[Pointing records]
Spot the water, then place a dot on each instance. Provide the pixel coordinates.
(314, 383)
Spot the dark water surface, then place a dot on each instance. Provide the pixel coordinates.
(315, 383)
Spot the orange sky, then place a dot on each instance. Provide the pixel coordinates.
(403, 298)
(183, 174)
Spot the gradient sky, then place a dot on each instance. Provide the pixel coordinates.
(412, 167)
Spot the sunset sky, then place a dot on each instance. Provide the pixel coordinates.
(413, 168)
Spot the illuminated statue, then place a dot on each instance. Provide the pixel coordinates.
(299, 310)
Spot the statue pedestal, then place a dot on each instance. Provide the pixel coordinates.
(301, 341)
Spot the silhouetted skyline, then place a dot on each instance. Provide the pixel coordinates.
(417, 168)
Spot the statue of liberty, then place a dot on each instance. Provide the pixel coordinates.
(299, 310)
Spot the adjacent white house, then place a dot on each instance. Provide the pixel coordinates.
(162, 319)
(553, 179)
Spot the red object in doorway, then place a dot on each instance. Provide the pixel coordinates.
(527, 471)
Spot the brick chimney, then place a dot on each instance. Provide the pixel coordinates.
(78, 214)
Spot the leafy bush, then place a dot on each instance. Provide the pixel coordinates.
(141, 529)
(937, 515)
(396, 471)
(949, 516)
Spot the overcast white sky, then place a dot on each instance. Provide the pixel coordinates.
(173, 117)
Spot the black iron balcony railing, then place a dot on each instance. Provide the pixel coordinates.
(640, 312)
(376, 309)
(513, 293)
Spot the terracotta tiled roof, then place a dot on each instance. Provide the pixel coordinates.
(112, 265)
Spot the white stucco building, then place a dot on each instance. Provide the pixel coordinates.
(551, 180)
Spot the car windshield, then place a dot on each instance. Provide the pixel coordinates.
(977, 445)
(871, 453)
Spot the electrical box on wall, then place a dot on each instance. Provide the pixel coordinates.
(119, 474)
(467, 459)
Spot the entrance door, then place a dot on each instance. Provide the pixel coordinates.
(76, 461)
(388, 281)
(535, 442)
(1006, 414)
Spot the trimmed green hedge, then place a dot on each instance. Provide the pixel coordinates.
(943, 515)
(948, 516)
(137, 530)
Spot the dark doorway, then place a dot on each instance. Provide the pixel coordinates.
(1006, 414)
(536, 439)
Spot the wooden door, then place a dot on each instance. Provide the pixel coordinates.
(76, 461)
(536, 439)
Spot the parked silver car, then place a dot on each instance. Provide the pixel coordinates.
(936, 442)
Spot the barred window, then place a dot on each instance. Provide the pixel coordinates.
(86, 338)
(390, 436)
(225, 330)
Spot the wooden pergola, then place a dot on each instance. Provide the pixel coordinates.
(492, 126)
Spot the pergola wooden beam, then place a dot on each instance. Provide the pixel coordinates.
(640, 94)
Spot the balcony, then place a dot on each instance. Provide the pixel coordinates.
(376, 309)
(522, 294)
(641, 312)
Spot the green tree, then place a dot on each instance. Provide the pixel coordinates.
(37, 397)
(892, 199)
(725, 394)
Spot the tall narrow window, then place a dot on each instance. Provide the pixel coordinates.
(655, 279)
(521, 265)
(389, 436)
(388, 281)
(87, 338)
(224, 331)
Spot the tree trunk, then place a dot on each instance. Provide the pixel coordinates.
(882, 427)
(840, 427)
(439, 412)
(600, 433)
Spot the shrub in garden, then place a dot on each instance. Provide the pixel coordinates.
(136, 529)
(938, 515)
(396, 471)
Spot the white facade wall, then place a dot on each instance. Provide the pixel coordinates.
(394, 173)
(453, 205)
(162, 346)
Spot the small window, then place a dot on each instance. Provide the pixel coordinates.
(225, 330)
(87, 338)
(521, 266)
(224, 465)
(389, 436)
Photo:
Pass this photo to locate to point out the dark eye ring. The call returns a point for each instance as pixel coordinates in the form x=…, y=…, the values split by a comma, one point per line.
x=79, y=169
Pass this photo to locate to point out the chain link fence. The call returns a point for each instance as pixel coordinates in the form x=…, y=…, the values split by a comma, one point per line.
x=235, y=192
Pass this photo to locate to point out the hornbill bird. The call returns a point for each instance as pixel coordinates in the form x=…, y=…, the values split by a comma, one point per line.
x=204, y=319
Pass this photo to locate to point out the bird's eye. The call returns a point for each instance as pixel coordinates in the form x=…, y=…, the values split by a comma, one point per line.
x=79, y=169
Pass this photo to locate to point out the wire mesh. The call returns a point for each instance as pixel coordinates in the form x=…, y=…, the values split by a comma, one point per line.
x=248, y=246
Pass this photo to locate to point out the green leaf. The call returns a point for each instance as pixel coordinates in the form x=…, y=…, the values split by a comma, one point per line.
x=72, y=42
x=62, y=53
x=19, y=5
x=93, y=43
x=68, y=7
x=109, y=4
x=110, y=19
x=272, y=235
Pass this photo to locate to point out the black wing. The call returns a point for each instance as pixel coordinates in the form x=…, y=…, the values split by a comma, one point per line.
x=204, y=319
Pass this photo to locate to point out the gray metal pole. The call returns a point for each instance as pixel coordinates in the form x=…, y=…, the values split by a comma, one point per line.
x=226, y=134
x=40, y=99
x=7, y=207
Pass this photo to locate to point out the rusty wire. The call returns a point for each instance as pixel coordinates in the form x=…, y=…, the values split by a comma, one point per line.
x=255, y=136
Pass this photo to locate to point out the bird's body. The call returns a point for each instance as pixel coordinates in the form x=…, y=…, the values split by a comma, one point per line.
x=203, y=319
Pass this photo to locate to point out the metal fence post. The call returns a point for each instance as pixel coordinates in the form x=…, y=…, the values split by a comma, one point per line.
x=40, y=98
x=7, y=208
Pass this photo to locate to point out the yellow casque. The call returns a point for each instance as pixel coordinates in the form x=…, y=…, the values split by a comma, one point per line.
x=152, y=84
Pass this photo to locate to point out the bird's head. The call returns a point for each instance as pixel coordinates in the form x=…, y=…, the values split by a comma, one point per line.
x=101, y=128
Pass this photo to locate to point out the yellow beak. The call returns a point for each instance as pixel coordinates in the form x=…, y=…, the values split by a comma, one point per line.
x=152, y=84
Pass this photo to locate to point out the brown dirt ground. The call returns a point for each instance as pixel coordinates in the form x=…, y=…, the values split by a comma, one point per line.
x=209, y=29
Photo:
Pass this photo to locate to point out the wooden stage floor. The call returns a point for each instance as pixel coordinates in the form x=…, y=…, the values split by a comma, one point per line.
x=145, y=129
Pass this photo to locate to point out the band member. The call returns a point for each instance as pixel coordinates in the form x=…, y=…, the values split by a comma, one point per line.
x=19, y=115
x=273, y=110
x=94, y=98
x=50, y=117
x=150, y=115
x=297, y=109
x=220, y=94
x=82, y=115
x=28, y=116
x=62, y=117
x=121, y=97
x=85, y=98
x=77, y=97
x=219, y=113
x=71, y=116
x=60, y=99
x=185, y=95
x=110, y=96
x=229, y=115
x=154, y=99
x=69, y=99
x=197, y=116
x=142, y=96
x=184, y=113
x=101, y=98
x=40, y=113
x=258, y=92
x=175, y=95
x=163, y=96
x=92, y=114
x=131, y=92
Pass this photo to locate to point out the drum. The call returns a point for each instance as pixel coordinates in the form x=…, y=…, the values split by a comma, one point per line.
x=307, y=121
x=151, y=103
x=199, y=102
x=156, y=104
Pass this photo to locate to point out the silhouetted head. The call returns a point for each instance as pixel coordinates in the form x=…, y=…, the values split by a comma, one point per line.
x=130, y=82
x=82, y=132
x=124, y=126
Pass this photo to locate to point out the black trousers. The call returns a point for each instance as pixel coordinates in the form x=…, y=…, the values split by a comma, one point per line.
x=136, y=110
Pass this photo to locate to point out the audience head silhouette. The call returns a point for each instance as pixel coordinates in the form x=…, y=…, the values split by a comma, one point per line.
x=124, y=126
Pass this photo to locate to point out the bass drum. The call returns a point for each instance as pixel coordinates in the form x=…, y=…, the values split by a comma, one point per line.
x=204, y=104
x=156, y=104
---
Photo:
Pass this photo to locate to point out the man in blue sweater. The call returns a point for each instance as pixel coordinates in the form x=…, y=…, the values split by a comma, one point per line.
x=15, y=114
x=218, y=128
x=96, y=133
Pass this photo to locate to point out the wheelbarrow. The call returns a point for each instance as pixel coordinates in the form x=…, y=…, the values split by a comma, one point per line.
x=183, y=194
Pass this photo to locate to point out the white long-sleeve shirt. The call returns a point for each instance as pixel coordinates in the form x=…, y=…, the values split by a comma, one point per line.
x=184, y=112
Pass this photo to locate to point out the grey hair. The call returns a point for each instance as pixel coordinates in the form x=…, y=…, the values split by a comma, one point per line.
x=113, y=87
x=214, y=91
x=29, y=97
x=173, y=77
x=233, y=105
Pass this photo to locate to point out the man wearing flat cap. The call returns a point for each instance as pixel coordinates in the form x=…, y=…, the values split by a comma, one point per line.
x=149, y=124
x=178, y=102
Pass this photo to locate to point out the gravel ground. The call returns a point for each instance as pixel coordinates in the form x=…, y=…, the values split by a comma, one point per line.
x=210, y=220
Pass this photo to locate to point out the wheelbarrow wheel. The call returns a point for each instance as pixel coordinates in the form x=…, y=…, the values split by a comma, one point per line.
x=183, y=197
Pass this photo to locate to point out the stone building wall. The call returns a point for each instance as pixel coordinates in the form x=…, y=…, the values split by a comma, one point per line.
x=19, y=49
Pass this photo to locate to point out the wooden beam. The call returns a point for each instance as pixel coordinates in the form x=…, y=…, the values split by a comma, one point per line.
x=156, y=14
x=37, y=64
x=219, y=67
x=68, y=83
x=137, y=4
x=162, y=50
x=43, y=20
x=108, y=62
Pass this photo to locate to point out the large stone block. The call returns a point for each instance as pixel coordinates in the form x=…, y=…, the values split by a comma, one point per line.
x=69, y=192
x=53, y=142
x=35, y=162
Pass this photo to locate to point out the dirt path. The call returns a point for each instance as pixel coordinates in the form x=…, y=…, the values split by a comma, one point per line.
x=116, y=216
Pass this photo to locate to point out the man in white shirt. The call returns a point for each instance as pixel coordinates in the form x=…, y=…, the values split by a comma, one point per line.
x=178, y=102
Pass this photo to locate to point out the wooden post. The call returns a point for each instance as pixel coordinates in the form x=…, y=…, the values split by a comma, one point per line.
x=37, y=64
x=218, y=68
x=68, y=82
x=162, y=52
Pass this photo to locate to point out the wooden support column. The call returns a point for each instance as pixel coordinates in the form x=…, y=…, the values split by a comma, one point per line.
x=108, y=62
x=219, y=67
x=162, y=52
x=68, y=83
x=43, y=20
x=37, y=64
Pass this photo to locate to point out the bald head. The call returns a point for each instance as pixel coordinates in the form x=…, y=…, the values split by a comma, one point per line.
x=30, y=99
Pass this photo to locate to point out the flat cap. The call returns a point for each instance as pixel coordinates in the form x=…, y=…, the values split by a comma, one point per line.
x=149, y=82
--
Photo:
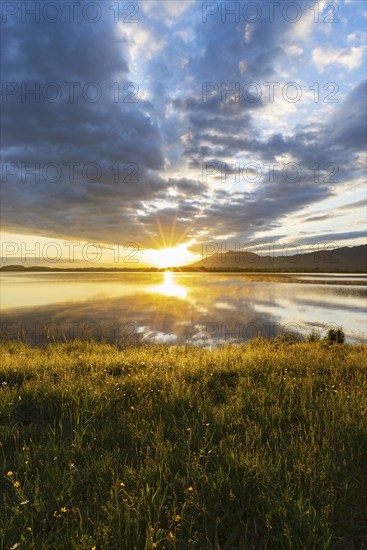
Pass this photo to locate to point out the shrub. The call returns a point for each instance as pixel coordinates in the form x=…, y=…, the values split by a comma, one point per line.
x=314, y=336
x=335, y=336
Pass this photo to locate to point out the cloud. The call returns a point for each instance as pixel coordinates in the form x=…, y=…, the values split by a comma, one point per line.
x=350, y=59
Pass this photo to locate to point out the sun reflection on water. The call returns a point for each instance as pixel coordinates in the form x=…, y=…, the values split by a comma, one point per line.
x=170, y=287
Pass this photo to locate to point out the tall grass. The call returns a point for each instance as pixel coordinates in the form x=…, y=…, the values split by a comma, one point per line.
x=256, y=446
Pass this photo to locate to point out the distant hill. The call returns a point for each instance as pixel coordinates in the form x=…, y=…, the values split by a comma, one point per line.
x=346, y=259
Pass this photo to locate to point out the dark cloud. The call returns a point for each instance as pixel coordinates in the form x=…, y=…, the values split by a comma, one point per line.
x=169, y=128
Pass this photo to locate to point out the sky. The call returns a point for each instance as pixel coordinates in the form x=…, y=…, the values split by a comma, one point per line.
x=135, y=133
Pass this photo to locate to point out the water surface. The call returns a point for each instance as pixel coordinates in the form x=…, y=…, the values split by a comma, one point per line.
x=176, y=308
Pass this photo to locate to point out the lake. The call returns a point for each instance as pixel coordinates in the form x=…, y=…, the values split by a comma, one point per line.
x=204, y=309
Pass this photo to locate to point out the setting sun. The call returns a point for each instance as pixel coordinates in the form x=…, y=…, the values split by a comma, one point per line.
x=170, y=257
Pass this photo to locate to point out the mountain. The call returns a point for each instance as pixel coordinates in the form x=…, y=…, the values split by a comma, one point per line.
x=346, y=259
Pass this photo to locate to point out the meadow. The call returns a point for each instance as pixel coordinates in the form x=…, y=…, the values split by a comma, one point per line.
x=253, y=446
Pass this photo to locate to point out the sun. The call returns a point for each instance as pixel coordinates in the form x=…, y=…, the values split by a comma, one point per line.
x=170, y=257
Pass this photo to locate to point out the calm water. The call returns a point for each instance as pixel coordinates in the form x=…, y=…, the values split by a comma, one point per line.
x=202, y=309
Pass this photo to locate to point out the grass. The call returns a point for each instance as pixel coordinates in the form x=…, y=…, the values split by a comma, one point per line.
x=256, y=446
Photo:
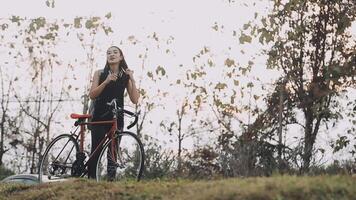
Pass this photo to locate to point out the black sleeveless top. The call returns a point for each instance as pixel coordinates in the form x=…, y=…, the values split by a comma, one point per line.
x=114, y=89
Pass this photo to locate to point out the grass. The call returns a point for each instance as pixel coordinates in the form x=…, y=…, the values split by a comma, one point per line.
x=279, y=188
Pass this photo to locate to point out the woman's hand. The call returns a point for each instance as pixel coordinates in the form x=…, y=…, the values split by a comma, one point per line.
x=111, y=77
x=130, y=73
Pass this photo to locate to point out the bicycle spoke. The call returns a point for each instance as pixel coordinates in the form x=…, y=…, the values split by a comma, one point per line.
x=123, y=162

• PROBLEM TO SOLVE
State how many lines of the entries above contain the string "drum". Give only the number.

• TASK OUTPUT
2